## Begin

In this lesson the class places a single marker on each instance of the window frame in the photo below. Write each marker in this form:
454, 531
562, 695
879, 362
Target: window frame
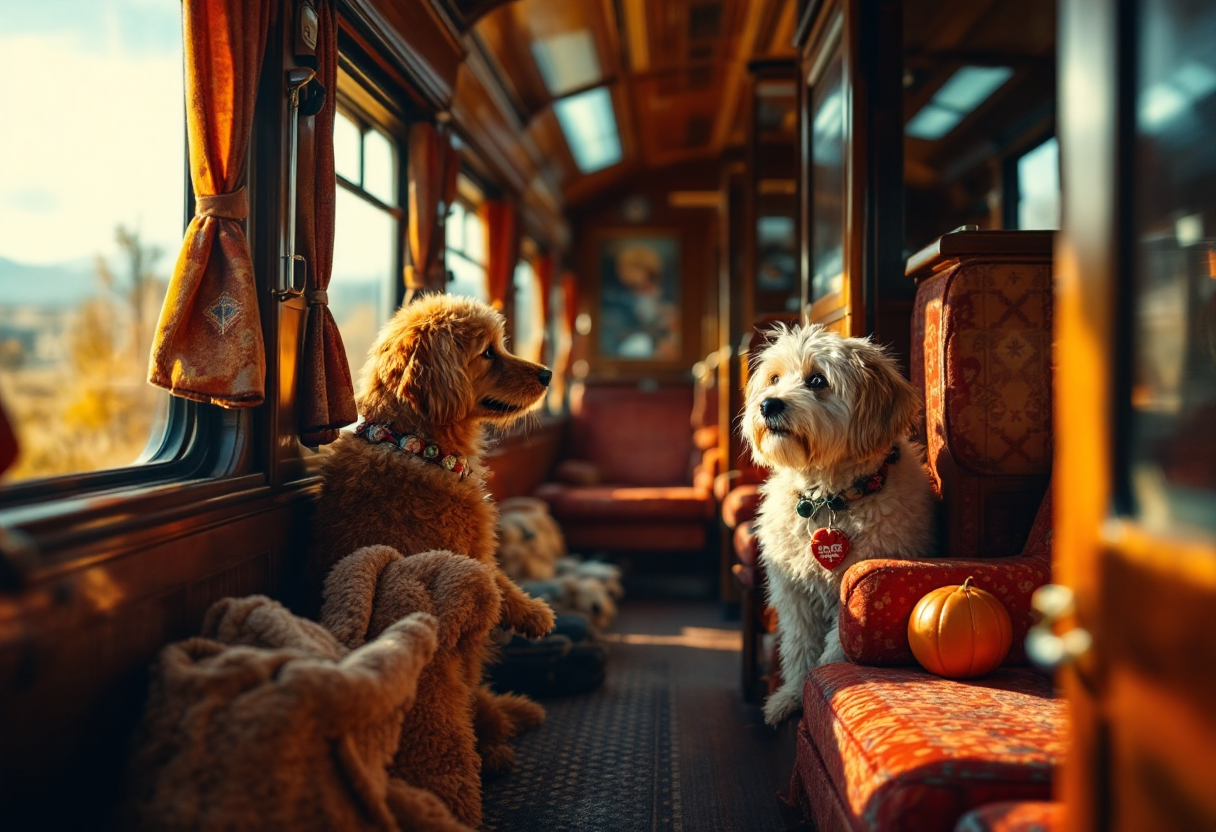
181, 447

## End

### [Instructions for the task]
Copy the listing above line for line without changing anything, but leave the picture out of your copy.

### [Answer in full]
In this lesson the class places a single marker on each instance of the window frame in the photo below. Write each marker in this form:
454, 531
562, 695
879, 362
Target: window frame
181, 447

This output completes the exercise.